WORK TO COMPLETE:
Reproduce the data below in full, substituting "Feature summary" for every instance of "Capability overview" and leaving all other text intact.

GIVEN DATA:
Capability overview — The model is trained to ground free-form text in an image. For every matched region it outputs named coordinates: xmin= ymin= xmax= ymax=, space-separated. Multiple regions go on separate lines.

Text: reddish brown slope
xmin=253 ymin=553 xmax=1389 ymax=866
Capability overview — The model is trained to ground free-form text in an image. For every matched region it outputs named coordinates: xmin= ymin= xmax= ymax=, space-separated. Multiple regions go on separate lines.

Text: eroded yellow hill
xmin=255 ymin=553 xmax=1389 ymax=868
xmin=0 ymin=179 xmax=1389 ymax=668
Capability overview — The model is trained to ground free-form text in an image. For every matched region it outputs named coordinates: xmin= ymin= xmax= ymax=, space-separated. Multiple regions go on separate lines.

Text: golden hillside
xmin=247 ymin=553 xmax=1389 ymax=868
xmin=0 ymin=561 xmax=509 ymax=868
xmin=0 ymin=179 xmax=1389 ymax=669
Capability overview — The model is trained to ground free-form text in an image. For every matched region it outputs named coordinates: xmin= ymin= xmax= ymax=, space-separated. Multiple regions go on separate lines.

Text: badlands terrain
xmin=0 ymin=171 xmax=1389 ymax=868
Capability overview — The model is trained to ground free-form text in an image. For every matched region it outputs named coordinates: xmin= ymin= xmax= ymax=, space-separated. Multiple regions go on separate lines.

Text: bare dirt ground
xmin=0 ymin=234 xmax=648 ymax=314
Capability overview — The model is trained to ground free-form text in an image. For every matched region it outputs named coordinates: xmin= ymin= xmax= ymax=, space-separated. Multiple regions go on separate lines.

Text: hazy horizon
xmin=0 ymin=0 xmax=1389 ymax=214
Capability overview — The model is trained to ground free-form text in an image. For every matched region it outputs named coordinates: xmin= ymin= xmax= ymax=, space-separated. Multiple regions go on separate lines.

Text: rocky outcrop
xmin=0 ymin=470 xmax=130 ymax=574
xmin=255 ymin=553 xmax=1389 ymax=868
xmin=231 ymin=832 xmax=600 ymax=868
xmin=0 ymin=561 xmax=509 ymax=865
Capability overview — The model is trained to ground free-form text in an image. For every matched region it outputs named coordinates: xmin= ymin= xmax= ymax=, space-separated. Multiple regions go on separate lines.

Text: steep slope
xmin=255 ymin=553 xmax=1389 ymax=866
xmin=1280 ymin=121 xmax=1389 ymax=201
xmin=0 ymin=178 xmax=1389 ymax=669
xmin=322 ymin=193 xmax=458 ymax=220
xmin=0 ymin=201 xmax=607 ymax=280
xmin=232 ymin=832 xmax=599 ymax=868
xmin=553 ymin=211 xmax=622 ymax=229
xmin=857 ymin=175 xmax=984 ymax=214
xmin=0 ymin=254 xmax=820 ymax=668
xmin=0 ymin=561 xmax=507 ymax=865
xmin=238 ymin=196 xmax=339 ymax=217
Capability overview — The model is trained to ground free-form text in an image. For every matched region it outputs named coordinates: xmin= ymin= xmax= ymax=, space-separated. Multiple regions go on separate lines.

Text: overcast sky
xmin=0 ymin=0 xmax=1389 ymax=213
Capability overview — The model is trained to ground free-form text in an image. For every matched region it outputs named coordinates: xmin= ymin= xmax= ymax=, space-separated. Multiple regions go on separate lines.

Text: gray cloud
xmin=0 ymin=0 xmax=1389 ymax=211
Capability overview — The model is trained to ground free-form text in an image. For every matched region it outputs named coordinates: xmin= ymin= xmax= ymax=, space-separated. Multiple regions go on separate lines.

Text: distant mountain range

TASK OUTPUT:
Feature summary — The model is trained to ground free-form text in an image. For every matched region it outputs named coordinates: xmin= ymin= xmax= ymax=, space-separated. Multiple regions go on separate lines.

Text: reddish brown slope
xmin=253 ymin=553 xmax=1389 ymax=866
Feature summary — The model is trained to ground free-form text in an image. For every matched region it outputs named coordinates: xmin= ymin= xmax= ymax=, space-separated. Multiple regions go on separate lines.

Text: eroded yellow hill
xmin=255 ymin=553 xmax=1389 ymax=868
xmin=0 ymin=179 xmax=1389 ymax=668
Feature summary — The model is trained to ground free-form text in an image. For every matched region it outputs named coordinates: xmin= ymin= xmax= ymax=, space-separated. Multiple regions go on separate lines.

Text: golden hillside
xmin=247 ymin=553 xmax=1389 ymax=868
xmin=0 ymin=561 xmax=509 ymax=868
xmin=0 ymin=179 xmax=1389 ymax=669
Feature summary — The model is trained to ground free-form text in an image. For every matched region it outputs named coordinates: xmin= ymin= xmax= ymax=, space-separated. Multiple regions go on separate lines.

Text: badlands terrain
xmin=0 ymin=171 xmax=1389 ymax=868
Feature summary — The model is trained to ground free-form text in an image. For every matched region it outputs named coordinates: xmin= ymin= xmax= ymax=, space-separated. Multiple regions go on separate lines.

Text: bare dirt ground
xmin=0 ymin=234 xmax=648 ymax=314
Feature summary — The model is trained to ground free-form text in an image. For every matched region it outputs named coordinates: xmin= ymin= xmax= ymax=, space-separated. Multiple regions go on separate lines.

Text: hazy horizon
xmin=0 ymin=0 xmax=1389 ymax=214
Feature summary — The model is trained to ground free-form text in an image. For every matched region it outputs named coordinates: xmin= ymin= xmax= ymax=, space-separated. Multiple regions go on separate lines.

Text: rocky outcrop
xmin=0 ymin=470 xmax=130 ymax=574
xmin=255 ymin=553 xmax=1389 ymax=868
xmin=231 ymin=832 xmax=600 ymax=868
xmin=0 ymin=561 xmax=509 ymax=865
Feature summary — The model is trained to ground free-form text in an image. For every matched region it outputs named coordinates: xmin= ymin= xmax= ymax=, space-separated. Multiple regions go on separate lines.

Text: steep slope
xmin=255 ymin=553 xmax=1389 ymax=866
xmin=1280 ymin=121 xmax=1389 ymax=201
xmin=0 ymin=178 xmax=1389 ymax=669
xmin=322 ymin=193 xmax=458 ymax=220
xmin=0 ymin=201 xmax=607 ymax=280
xmin=232 ymin=832 xmax=599 ymax=868
xmin=553 ymin=211 xmax=622 ymax=229
xmin=857 ymin=175 xmax=984 ymax=214
xmin=0 ymin=254 xmax=820 ymax=668
xmin=0 ymin=561 xmax=507 ymax=865
xmin=238 ymin=196 xmax=339 ymax=217
Feature summary — The model is trained to ground free-form text in an image. For every matched region it outputs named coordinates: xmin= ymin= xmax= ymax=, space-separated. Multiple regions go on separate lines.

Text: overcast sky
xmin=0 ymin=0 xmax=1389 ymax=213
Feature summary — The model is trained to ground free-form text in an image. For every matched region it outputs named coordinates: xmin= ymin= xmax= ymax=, space-separated. Multiple regions go on separate lines.

Text: gray cloud
xmin=0 ymin=0 xmax=1389 ymax=211
Feature summary — The model is trained to ground free-form text in an image. For every matched region it outputs named coordinates: xmin= ymin= xmax= ymax=, space-separated. Multiple regions go on separate lines.

Text: distant mountain range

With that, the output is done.